___ PAGE ___

W3C home > Mailing lists > Public > www-dom@w3.org > April to June 2000

Whitespace handling

From: Eric Richardson <maxwell@telesoft.com>
Date: Wed, 31 May 2000 07:51:16 -0700
Message-ID: <393526E4.6F91CD2E@telesoft.com>
To: DOM <www-dom@w3.org>
Hi,
I posted this on comp.text.xml with no response so I was wondering if
anyone could help me on this list.

I recently switched to JAXP 1.0 from xml-tr2.
I am using DTDs and asking for strict parsing something like this.

DocumentBuilderFactory dbf = DocumentBuilderFactory.newInstance();
 dbf.setValidating(true);
 DocumentBuilder db = dbf.newDocumentBuilder();
 Document doc = db.parse(uri);

My input file is human readable with whitespace like this.

<?xml version="1.0" encoding="ISO-8859-1"?>
<!DOCTYPE doc SYSTEM 'doc.dtd'>
<doc>
  <element1>first</element1>
  <element2>second</element2>
</doc>


My dtd is like this.

___ DATASET ENTRIES ___

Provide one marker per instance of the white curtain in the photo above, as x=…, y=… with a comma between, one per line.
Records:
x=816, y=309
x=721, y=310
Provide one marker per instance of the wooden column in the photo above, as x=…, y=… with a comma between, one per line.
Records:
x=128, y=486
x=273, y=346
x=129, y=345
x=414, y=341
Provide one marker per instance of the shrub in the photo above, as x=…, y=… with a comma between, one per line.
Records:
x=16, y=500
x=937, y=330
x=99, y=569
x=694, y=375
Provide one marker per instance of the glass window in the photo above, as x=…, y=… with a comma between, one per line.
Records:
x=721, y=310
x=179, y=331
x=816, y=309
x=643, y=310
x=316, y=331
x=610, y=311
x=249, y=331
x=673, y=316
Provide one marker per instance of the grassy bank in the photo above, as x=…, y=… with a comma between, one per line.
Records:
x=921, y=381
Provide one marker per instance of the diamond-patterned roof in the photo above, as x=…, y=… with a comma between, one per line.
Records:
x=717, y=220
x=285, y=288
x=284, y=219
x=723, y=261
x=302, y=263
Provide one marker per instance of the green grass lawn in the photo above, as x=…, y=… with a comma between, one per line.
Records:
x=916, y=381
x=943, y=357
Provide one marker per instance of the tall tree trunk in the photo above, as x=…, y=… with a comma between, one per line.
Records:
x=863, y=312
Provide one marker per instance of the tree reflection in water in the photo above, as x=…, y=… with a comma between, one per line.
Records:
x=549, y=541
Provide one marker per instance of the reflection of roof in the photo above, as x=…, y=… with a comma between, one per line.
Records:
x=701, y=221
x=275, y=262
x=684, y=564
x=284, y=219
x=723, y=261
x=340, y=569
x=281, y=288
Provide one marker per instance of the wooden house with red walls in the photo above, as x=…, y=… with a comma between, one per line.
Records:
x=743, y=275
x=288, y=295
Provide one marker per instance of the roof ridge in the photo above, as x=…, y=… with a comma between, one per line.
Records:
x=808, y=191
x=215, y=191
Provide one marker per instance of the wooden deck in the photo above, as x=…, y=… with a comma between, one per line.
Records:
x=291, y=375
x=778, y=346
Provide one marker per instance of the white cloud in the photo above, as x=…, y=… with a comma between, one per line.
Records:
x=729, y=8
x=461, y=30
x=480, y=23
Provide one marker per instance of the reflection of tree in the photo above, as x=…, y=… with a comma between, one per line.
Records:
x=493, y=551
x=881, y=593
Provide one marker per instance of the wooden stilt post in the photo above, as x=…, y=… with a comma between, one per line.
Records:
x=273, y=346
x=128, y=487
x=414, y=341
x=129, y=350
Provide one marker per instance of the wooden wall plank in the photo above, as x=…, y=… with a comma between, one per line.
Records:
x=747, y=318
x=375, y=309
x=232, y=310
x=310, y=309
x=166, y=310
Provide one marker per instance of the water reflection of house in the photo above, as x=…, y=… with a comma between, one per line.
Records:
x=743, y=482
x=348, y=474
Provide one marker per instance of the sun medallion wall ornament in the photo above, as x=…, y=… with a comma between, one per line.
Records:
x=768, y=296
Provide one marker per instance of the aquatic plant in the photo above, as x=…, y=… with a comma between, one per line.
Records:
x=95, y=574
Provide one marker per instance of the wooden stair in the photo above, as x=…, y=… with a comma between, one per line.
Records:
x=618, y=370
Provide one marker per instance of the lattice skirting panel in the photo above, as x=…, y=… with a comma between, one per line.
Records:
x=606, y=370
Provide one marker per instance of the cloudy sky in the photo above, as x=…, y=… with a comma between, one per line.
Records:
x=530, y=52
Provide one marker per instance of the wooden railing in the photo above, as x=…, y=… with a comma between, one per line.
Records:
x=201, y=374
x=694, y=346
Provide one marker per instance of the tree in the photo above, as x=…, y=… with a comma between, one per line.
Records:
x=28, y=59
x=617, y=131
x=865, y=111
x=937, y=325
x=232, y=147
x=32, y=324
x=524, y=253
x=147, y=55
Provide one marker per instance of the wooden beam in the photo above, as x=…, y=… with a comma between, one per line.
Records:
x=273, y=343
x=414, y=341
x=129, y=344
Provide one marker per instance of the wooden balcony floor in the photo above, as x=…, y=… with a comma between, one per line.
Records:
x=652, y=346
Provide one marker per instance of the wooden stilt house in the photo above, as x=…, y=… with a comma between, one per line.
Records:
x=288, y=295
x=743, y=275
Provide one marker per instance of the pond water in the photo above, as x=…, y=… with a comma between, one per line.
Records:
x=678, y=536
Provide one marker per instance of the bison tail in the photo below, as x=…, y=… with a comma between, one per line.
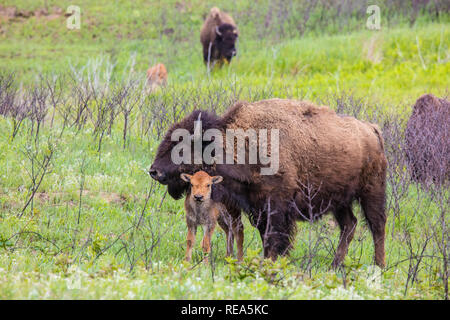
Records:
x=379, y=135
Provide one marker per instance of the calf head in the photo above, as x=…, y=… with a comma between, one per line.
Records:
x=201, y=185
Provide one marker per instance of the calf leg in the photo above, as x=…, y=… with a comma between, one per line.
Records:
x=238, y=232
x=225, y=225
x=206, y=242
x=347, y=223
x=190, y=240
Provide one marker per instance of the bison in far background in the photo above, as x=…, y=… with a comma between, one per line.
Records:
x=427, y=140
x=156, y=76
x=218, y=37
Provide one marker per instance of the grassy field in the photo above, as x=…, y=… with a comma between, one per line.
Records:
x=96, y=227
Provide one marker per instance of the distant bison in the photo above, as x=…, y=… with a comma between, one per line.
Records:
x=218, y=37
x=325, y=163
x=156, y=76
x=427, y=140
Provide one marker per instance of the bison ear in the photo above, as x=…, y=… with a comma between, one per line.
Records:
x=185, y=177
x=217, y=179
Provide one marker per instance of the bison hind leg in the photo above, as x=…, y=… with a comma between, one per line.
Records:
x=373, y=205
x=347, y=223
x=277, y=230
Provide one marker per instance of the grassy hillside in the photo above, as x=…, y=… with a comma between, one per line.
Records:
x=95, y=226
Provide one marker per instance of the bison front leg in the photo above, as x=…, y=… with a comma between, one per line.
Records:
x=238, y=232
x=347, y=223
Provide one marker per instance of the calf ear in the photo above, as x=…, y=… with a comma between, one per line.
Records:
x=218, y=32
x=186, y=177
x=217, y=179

___
___ DATASET ENTRIES ___

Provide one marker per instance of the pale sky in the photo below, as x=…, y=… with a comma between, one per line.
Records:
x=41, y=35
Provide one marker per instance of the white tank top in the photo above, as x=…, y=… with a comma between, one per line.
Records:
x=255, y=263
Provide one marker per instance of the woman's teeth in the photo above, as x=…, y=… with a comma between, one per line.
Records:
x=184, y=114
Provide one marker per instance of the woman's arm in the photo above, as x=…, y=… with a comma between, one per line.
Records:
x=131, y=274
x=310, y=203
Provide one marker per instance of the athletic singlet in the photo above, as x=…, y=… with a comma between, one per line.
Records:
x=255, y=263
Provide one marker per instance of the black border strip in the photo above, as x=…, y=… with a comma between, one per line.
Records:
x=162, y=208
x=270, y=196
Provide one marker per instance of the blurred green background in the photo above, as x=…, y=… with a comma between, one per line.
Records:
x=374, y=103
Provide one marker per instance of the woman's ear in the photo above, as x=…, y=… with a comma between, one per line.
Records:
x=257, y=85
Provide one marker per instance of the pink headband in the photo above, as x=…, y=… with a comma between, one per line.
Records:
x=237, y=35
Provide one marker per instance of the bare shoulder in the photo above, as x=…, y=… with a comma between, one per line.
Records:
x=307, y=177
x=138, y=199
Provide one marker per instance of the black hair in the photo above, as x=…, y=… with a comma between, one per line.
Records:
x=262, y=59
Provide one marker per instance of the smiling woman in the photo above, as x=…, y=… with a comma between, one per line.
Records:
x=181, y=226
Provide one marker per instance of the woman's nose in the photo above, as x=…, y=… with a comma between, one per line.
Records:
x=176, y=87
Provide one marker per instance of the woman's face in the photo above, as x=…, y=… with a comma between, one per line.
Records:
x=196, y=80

___

YOUR INSTRUCTIONS: Write what comes next in the mailing list post on whitespace handling, starting after its last line. You won't need the listing.

ANSWER TO THIS EXERCISE:
<?xml version="1.0" encoding="ISO-8859-1"?>
<!ELEMENT doc (element1, element2)>
<!ELEMENT element1 (#PCDATA)>
<!ELEMENT element2 (#PCDATA)>

I'm getting empty TEXT nodes between the elements. Although I haven't
checked , I would guess they are line feeds. I read the XML spec and it
says that the parser should pass line feeds to the application which I
believe in this case should be the DOM. In the DOM, I would hope that no
TEXT nodes would be created in between ELEMENTS unless I specified a
mixed content model with PCDATA. Is there something I don't understand
about the encoding or something that would cause this?

What do I need to do to avoid this?

Thanks,
Eric :-)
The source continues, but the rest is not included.